EXERCISE AIM
Give the data below again exactly as it stands. Omit the pictures.

⟨

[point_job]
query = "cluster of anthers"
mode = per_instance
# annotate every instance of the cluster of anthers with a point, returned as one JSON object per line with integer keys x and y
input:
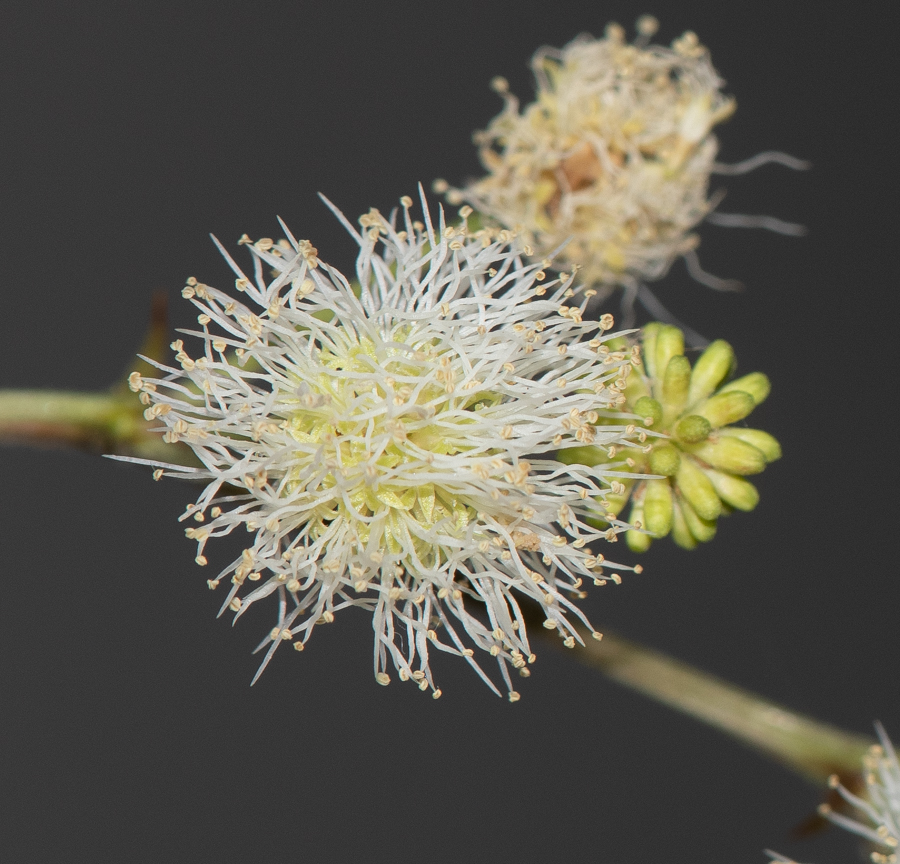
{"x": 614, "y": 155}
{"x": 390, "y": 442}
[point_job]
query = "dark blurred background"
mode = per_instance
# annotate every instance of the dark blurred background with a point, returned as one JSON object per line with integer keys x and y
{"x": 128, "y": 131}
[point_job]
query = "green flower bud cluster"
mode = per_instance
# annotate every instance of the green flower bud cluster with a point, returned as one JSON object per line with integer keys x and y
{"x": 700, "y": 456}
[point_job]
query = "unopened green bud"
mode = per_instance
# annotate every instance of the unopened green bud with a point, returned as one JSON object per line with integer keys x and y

⟩

ANSWER FOR THIS EXERCISE
[point_job]
query = "cluster of anthers"
mode = per_instance
# annotate every instance of the cluster of anthers with a point, returned as one JSON object per line with integer keys x and y
input:
{"x": 614, "y": 155}
{"x": 390, "y": 442}
[point_job]
query = "dark blurred background"
mode = per_instance
# annotate every instance of the dark blurred background with a point, returned as one JSON object per line with integer keys x and y
{"x": 128, "y": 131}
[point_job]
query = "green flower bud cluster"
mode = per_instance
# annotate every instance of the green flower bud cluster with a point, returned as one JSON object per line with integer keys x and y
{"x": 700, "y": 456}
[point_job]
query = "unopened green bud"
mode = per_instance
# annotate every instance of the unopened green bud with a point, returned as one JSON object per line with integer keys x and y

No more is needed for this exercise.